> [Information]:

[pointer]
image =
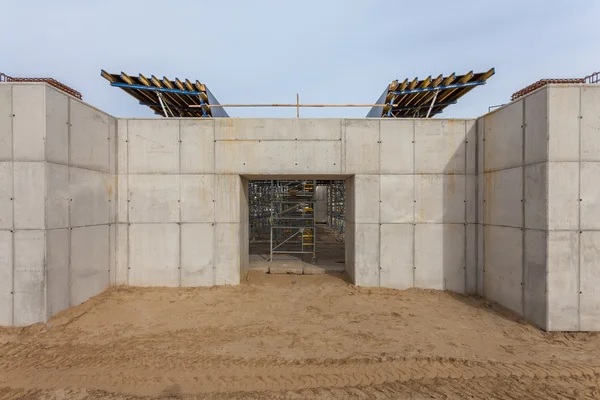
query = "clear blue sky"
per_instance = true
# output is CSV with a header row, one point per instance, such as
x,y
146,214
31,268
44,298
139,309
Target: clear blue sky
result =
x,y
338,51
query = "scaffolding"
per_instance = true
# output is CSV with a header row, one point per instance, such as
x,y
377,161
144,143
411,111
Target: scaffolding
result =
x,y
292,228
336,205
283,213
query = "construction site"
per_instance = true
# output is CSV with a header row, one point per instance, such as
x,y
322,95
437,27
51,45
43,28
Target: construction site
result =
x,y
401,255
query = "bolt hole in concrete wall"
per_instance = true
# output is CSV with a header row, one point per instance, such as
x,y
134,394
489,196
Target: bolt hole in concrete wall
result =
x,y
296,226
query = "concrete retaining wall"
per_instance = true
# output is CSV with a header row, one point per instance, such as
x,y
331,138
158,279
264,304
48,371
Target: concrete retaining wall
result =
x,y
179,223
538,167
504,206
411,219
57,163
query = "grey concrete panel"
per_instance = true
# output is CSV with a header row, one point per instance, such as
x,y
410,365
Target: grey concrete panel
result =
x,y
29,122
112,144
366,254
57,127
589,279
480,196
590,123
480,144
121,254
198,198
227,198
122,185
90,192
440,146
471,146
471,259
29,195
440,257
227,254
480,260
397,148
534,284
536,127
112,263
6,122
153,146
440,198
57,192
197,254
57,274
503,191
563,281
6,276
563,195
122,146
6,194
396,256
397,198
29,277
503,146
154,251
471,198
88,142
111,180
536,196
278,157
366,198
362,146
277,129
90,263
503,268
350,200
590,195
244,228
197,146
563,124
154,198
350,249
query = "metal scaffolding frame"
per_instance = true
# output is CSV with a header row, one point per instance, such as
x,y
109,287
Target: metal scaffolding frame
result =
x,y
284,212
336,206
292,229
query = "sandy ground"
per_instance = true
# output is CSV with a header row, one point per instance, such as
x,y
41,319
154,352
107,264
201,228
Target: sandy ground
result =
x,y
293,337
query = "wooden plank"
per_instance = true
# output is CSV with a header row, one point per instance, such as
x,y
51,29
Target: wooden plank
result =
x,y
446,93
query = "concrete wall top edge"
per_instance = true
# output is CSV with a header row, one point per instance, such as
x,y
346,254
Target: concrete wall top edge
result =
x,y
292,118
59,91
546,87
254,177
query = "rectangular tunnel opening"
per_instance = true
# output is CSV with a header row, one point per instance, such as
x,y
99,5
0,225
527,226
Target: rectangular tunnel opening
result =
x,y
297,226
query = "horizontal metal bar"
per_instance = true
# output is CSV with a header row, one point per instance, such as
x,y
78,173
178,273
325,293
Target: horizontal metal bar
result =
x,y
435,88
292,252
156,89
291,105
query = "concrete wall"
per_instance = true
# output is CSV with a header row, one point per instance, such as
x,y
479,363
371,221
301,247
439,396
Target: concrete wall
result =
x,y
537,166
504,206
57,162
411,203
178,223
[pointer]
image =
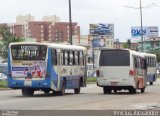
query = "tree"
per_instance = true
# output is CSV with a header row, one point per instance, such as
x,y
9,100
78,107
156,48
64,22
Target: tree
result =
x,y
7,39
157,54
127,44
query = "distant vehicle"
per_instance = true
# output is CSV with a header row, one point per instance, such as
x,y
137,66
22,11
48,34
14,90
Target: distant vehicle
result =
x,y
121,69
151,67
3,67
47,67
90,70
3,76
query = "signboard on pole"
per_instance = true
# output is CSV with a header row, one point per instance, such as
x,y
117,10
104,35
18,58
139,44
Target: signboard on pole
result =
x,y
102,29
147,31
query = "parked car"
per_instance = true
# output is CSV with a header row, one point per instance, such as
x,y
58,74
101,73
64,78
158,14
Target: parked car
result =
x,y
3,76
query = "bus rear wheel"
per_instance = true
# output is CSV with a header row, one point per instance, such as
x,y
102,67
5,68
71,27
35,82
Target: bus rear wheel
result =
x,y
62,92
77,90
27,92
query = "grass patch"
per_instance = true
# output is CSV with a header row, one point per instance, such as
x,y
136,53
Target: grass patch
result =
x,y
91,79
3,84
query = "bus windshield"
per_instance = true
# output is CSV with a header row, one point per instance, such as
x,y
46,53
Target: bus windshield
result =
x,y
114,58
28,52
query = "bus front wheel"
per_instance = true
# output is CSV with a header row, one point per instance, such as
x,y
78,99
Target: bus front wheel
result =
x,y
62,92
106,90
27,92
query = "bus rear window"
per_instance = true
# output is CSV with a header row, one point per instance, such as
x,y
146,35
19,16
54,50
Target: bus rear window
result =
x,y
28,52
114,58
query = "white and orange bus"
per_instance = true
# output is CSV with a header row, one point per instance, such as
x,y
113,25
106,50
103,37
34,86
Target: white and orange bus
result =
x,y
151,67
47,67
121,69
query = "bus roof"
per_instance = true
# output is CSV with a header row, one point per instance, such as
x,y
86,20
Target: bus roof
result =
x,y
51,45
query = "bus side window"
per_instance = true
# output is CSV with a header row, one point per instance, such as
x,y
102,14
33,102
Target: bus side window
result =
x,y
76,57
70,58
54,57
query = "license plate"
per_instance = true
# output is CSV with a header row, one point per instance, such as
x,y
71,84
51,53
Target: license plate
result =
x,y
27,83
114,83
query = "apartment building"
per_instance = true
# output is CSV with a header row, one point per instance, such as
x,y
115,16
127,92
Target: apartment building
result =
x,y
50,29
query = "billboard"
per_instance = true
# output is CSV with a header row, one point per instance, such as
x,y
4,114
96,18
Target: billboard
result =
x,y
98,42
148,31
102,29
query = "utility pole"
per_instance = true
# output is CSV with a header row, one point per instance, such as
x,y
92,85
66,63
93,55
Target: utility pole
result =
x,y
141,25
70,23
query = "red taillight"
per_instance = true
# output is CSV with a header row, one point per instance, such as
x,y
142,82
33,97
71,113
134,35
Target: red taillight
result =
x,y
131,72
98,73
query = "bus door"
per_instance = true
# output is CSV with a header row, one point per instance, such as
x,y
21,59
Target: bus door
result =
x,y
58,70
85,64
144,68
56,64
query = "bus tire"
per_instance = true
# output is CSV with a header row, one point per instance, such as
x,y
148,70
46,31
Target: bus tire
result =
x,y
143,90
27,92
62,92
106,90
133,90
115,90
77,90
46,92
151,83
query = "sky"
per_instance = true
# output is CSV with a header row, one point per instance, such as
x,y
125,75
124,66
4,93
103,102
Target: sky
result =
x,y
86,12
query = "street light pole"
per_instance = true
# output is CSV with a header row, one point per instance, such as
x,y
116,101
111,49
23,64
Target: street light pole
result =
x,y
70,24
141,25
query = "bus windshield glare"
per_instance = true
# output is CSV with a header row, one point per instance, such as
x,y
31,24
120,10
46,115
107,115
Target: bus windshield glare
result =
x,y
28,52
114,58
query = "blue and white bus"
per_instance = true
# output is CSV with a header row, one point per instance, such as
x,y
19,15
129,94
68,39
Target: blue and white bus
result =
x,y
151,67
47,67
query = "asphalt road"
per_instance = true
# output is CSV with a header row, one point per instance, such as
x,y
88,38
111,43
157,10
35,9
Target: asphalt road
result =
x,y
91,98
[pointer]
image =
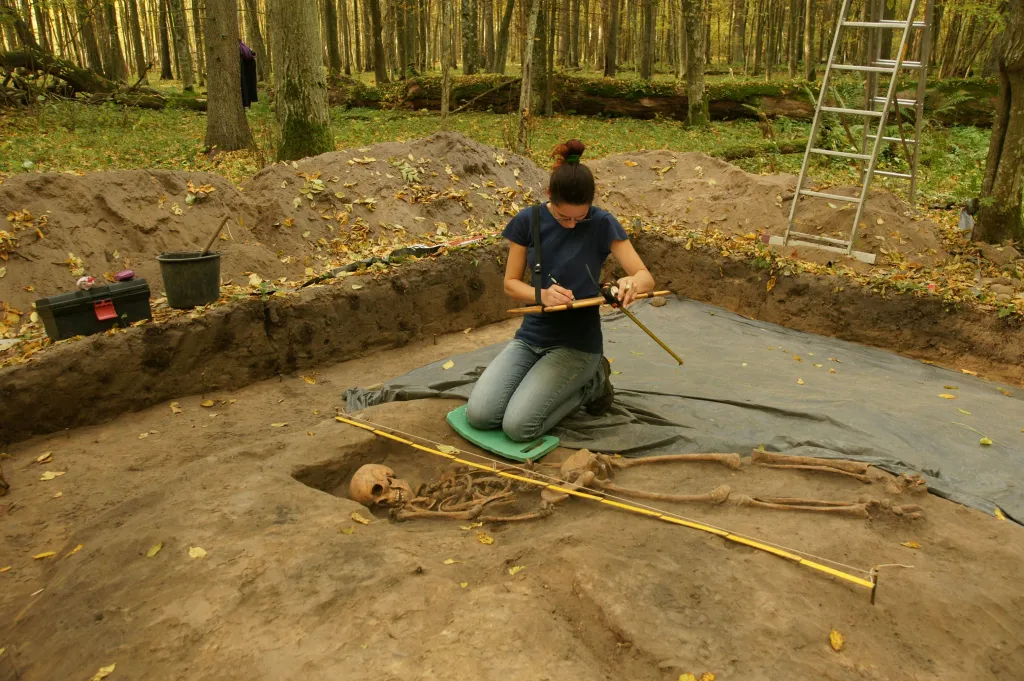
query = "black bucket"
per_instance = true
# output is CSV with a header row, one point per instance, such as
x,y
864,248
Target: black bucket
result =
x,y
190,279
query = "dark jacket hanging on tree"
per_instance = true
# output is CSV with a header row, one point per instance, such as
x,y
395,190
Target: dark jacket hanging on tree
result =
x,y
248,57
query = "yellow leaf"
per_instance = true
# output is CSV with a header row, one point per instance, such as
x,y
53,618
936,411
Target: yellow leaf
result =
x,y
837,640
103,673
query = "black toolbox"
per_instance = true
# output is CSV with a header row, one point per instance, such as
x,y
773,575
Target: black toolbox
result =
x,y
99,308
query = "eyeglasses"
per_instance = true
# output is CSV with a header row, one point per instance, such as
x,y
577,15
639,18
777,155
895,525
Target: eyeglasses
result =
x,y
571,220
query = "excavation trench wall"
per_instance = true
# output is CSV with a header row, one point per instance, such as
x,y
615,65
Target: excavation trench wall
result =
x,y
95,379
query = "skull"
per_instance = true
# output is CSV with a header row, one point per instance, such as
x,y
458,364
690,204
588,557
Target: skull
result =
x,y
374,484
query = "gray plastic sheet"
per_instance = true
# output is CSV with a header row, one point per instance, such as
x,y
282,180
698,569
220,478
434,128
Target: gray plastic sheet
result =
x,y
748,384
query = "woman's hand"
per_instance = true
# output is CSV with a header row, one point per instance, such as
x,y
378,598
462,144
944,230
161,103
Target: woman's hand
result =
x,y
556,295
628,290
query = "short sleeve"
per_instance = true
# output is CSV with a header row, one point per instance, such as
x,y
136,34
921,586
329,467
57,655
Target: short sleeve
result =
x,y
613,229
518,230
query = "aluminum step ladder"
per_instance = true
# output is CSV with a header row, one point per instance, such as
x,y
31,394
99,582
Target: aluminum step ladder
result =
x,y
871,141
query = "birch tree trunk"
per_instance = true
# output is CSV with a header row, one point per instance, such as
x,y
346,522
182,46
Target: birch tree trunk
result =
x,y
298,76
226,127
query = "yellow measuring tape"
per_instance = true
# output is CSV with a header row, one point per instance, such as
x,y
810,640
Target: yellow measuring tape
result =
x,y
738,539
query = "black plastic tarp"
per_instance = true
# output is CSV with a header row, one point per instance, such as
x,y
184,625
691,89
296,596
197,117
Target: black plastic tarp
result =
x,y
747,384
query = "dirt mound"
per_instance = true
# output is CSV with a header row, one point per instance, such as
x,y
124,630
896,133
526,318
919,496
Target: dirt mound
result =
x,y
365,202
290,220
698,192
67,225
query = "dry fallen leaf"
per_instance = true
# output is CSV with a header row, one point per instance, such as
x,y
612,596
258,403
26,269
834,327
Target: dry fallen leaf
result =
x,y
103,673
836,640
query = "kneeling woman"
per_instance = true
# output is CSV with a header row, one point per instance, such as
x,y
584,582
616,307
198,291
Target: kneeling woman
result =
x,y
555,366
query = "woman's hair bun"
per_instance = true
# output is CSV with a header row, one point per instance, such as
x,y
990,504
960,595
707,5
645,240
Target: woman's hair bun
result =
x,y
568,153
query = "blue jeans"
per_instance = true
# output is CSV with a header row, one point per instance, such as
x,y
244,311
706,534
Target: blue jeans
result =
x,y
526,390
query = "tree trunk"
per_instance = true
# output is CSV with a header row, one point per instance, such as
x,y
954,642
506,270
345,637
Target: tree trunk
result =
x,y
298,76
488,34
808,41
179,29
469,37
200,43
331,37
256,36
502,46
226,128
737,42
165,45
649,39
999,217
136,37
611,37
696,103
380,64
526,89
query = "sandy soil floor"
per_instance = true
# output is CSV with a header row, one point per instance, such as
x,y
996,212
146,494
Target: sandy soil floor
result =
x,y
290,587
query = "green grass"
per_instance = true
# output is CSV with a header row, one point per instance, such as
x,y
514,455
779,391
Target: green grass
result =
x,y
69,136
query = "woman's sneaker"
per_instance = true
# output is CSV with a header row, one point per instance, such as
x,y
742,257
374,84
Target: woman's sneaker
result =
x,y
600,405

> [Exercise]: A single figure is required: the number of lines above in which the string "opening" appears.

> [Your solution]: 2